AWS works with representatives from Creative Interventions, Shimtuh, Narika and La Clinica de la Raza to develop tools to address and transform violence in their communities through three years of on-the-ground work supporting community members. AWS is working with Creative Interventions to craft that on-the-ground experience into a toolkit - a practical and useful resource for those doing community-based violence interventions.

Systems Advocacy + Change

AWS believes it has a responsibility to prevent systems from revictimizing the communities we serve. We use our organizational power to change institutions and systems until they meet the needs of everyone. The voices and experiences of our constituents are brought to the forefront of efforts to advance services and response to survivors of violence. This is done through:

Direct interventions Domestic Violence training for law enforcement Collaboration with the legal system Legislation advocacy COALITIONS & COLLABORATIONS AWS strongly believes in developing meaningful partnerships in order to offer more comprehensive services and advocate effectively for the legal, cultural, and societal changes that matter to our communities. We seek to avoid the duplication of services and build a cohesive, diverse network of resources for survivors who are seeking support. By encouraging community collaboratives, we help break down the isolation and create a community response toward ending violence against women.

[[LINK TO OUR PARTNERS TO COME]]

Capacity Building

TRAINING

AWS has a long-standing commitment to building the capacity of other organizations. In doing so we strengthen programs and partnerships, diminish organizational isolation and build the momentum and power of a social justice movement to end violence against women. We understand the importance of building the capacity of both anti-violence organizations and other agencies to become allies in the movement. For example, we have:

Provided trainings to a San Francisco public high school group called Young Asian Women Against Violence. Community education, workshops and trainings help participants understand what healthy relationships look like and how to respond when violence happens. Provided training to monks at a local Thai temple to understand domestic violence so they can provide support and resources to women survivors. AWS provides training and technical assistance nationally and internationally on anti-oppression frameworks and practices, anti-homophobia, cultural competency, language access and on the intersection of domestic violence and anti-trafficking work.

NATIONAL TECHNICAL ASSISTANCE

AWS believes in sharing information and resources to strengthen the widespread efforts to end violence. To that end we launched the National Peer-to-Peer Technical Assistance (TA) program in 2002 to provide technical assistance and support to organizations in the United States that are focused on domestic violence, sexual assault, human trafficking and stalking. Our unique peer-to-peer model allows us to tailor the training based on the program and/or organizational development needs of particular organizations.

Through this national and international work, we share globally and act locally to help break the sense of isolation experienced by local groups scattered across the country and the world. We have designed the peer-to-peer program to connect advocates and activists. We visit participant groups in their own neighborhoods and communities; in this way, we deepen relationships, strengthen technical assistance and empower each other to address the particular needs of our own communities.

Through funding from the Office on Violence Against Women (OVW), AWS works with 5 - 7 agencies each year and provides more limited support (i.e., via e-mail/phone) to 20-50 agencies annually.

POWERFUL PEER FORUMS

After each 12-16 month cycle of peer-to-peer technical assistance, AWS hosts a powerful peers forum at which representatives from participating organizations come together to engage in meaningful dialogue, strategy-sharing and movement building work.

For our 4th Powerful Peers forum in March 2009, AWS brought together representatives from former as well as current peer-to-peer TA sites. Almost all former sites sent representatives to attend the three-day forum.

• [Provided information]
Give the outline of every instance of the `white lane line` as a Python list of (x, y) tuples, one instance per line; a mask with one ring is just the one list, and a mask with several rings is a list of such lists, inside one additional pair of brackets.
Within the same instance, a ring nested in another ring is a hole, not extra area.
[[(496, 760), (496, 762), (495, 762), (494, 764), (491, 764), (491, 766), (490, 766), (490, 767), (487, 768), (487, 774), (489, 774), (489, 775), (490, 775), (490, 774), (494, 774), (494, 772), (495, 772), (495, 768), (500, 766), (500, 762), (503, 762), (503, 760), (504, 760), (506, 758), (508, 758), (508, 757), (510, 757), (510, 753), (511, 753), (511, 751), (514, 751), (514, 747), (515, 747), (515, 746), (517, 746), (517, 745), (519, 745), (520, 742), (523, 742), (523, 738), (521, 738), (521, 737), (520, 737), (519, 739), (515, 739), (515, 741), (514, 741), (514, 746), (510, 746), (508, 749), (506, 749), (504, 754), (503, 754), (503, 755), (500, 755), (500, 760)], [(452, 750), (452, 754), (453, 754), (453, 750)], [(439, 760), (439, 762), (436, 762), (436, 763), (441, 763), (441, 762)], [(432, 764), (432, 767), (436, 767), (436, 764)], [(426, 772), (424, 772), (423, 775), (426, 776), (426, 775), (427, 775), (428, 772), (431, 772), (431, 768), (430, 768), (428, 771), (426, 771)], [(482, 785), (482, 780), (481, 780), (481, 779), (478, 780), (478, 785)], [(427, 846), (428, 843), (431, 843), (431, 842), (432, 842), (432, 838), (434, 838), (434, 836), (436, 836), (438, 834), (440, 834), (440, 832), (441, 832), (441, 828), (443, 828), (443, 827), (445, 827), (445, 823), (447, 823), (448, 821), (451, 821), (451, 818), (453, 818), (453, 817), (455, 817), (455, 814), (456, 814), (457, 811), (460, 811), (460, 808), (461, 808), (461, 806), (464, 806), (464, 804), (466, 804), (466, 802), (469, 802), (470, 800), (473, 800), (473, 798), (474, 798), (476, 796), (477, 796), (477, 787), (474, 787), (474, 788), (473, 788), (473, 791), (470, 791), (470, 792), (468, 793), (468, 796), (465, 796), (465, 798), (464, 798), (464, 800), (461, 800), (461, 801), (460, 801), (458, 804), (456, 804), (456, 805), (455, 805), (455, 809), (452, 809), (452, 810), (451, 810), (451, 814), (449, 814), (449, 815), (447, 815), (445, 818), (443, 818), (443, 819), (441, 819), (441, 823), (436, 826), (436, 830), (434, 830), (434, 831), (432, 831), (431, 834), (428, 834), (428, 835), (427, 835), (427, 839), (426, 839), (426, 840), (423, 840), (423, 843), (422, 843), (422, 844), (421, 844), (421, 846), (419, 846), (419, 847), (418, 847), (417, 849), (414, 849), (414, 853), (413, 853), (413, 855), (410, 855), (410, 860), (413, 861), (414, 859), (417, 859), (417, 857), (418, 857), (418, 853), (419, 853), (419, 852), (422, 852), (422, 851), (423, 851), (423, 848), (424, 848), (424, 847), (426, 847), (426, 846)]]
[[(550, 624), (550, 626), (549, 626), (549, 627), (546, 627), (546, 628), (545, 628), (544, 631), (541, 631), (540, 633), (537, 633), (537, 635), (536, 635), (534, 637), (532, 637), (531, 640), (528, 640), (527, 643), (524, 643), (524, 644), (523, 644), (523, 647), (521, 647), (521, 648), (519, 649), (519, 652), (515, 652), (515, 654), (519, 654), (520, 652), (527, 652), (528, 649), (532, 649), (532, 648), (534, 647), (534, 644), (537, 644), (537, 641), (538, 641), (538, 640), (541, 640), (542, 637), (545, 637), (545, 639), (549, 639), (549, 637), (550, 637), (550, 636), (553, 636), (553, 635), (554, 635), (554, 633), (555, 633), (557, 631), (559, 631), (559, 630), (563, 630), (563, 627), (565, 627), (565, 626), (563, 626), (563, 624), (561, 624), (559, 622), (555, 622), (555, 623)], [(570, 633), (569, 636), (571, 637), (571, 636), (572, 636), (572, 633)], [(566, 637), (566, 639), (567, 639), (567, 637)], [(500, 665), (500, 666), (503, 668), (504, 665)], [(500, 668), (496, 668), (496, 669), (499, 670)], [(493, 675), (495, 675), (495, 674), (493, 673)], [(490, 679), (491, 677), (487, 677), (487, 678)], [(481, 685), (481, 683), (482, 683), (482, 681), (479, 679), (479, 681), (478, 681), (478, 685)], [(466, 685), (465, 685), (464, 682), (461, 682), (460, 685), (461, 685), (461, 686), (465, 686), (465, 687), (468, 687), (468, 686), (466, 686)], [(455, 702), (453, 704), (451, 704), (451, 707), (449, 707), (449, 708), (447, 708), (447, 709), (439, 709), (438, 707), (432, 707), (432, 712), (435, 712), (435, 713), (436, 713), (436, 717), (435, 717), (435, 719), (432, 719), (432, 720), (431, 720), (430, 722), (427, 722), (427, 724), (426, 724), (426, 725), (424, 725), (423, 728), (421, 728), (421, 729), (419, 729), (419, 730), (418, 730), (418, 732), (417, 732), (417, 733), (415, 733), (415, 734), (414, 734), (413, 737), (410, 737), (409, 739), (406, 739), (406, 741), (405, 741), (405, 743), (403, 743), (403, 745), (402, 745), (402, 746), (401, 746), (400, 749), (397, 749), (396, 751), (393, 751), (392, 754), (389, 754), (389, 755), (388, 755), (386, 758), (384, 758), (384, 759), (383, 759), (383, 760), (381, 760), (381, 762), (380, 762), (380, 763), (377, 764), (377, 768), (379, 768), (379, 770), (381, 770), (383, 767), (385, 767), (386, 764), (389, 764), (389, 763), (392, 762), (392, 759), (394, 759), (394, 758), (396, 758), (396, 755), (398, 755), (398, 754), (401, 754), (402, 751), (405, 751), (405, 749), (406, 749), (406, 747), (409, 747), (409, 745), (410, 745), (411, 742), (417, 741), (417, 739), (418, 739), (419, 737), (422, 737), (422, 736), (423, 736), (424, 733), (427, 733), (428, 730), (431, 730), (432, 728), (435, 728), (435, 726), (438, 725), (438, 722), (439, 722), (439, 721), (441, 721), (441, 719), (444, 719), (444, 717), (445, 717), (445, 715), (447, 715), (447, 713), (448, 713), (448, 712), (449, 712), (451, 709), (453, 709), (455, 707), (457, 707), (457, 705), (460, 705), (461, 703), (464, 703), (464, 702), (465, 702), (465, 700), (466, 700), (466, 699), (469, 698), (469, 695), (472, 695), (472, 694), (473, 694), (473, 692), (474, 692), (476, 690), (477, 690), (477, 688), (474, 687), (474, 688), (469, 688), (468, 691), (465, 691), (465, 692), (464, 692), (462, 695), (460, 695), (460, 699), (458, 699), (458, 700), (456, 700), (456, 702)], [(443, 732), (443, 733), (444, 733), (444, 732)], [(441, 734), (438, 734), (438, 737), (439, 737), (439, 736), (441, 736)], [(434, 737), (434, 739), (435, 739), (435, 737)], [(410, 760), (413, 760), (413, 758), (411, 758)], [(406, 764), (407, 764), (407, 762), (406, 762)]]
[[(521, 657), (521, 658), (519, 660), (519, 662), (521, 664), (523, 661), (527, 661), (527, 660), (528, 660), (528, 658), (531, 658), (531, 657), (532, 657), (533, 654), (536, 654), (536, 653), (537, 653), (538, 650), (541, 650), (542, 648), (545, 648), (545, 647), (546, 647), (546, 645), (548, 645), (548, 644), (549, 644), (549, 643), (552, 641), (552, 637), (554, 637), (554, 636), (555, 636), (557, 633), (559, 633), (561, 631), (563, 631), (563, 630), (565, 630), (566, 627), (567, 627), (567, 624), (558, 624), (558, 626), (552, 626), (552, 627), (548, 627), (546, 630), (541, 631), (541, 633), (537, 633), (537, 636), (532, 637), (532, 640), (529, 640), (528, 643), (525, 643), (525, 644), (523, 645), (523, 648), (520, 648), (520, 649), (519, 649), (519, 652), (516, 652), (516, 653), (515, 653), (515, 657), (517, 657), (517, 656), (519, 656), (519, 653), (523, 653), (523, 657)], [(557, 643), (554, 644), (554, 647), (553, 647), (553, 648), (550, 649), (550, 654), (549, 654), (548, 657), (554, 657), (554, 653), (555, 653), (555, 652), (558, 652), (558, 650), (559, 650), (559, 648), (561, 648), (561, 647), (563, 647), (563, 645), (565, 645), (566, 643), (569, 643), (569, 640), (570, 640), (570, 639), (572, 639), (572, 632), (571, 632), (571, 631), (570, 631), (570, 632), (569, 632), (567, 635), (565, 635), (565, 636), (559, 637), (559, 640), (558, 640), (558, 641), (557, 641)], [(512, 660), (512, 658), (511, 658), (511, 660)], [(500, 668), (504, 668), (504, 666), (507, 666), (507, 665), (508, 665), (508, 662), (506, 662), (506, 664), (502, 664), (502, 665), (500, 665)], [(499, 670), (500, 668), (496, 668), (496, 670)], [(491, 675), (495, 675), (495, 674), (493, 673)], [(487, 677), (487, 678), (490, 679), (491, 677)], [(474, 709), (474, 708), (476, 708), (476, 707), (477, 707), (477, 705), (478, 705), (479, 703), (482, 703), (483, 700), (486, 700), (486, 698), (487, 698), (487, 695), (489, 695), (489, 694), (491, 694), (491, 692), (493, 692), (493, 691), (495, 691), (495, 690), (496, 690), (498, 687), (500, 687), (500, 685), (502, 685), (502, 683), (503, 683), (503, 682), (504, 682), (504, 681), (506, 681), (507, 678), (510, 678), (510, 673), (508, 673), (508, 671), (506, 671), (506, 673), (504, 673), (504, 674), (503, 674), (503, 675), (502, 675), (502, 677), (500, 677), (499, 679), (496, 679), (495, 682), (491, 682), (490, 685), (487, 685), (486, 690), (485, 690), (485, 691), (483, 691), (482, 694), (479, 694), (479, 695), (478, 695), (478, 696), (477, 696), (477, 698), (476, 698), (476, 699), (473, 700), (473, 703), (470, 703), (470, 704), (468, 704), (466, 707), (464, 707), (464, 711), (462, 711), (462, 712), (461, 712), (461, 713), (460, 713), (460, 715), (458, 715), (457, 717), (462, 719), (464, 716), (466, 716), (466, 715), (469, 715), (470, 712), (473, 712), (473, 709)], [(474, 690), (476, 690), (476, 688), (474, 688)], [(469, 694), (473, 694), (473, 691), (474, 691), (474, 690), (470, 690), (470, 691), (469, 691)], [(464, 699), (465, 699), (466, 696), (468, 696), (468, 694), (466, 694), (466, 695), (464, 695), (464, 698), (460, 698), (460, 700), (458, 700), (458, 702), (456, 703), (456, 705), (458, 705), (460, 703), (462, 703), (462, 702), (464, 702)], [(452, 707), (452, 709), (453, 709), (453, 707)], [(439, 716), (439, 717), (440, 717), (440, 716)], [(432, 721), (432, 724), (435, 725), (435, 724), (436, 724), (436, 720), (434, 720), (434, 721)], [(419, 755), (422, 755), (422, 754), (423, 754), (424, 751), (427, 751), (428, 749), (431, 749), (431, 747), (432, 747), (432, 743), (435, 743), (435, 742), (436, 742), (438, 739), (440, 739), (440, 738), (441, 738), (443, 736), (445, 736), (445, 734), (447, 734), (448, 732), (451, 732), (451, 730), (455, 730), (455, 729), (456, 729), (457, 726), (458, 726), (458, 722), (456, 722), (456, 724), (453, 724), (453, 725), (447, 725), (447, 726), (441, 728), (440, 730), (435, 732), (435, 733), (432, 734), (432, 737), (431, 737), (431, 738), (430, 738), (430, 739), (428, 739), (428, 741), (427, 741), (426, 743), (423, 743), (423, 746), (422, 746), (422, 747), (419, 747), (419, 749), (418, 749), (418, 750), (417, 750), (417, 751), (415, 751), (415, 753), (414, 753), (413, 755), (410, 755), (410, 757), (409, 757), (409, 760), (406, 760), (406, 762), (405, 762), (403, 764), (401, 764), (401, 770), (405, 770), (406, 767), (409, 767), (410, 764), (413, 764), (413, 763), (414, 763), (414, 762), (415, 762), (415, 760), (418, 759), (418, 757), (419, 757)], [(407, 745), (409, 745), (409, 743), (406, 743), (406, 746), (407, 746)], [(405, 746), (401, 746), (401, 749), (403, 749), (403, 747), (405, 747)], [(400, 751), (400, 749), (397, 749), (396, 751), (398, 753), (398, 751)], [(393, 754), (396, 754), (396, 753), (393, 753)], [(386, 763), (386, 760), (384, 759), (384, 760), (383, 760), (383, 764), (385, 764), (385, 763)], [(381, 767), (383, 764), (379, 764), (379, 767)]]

• [Problems and tasks]
1. From the AWS page, reproduce word for word the passage that begins at the words "NATIONAL TECHNICAL ASSISTANCE" and stops after "of particular organizations.".
2. Answer these from the AWS page:
(a) In what year did AWS launch the National Peer-to-Peer Technical Assistance program?
(b) Through OVW funding, how many agencies does AWS work with each year?
(c) How long was the 4th Powerful Peers forum, held in March 2009?
3. List every means the AWS page gives for carrying out its systems advocacy work.

• [Answers to each task]
1.
NATIONAL TECHNICAL ASSISTANCE

AWS believes in sharing information and resources to strengthen the widespread efforts to end violence. To that end we launched the National Peer-to-Peer Technical Assistance (TA) program in 2002 to provide technical assistance and support to organizations in the United States that are focused on domestic violence, sexual assault, human trafficking and stalking. Our unique peer-to-peer model allows us to tailor the training based on the program and/or organizational development needs of particular organizations.

2.
(a) 2002
(b) 5 - 7 agencies
(c) Three days

3.
Direct interventions
Domestic Violence training for law enforcement
Collaboration with the legal system
Legislation advocacy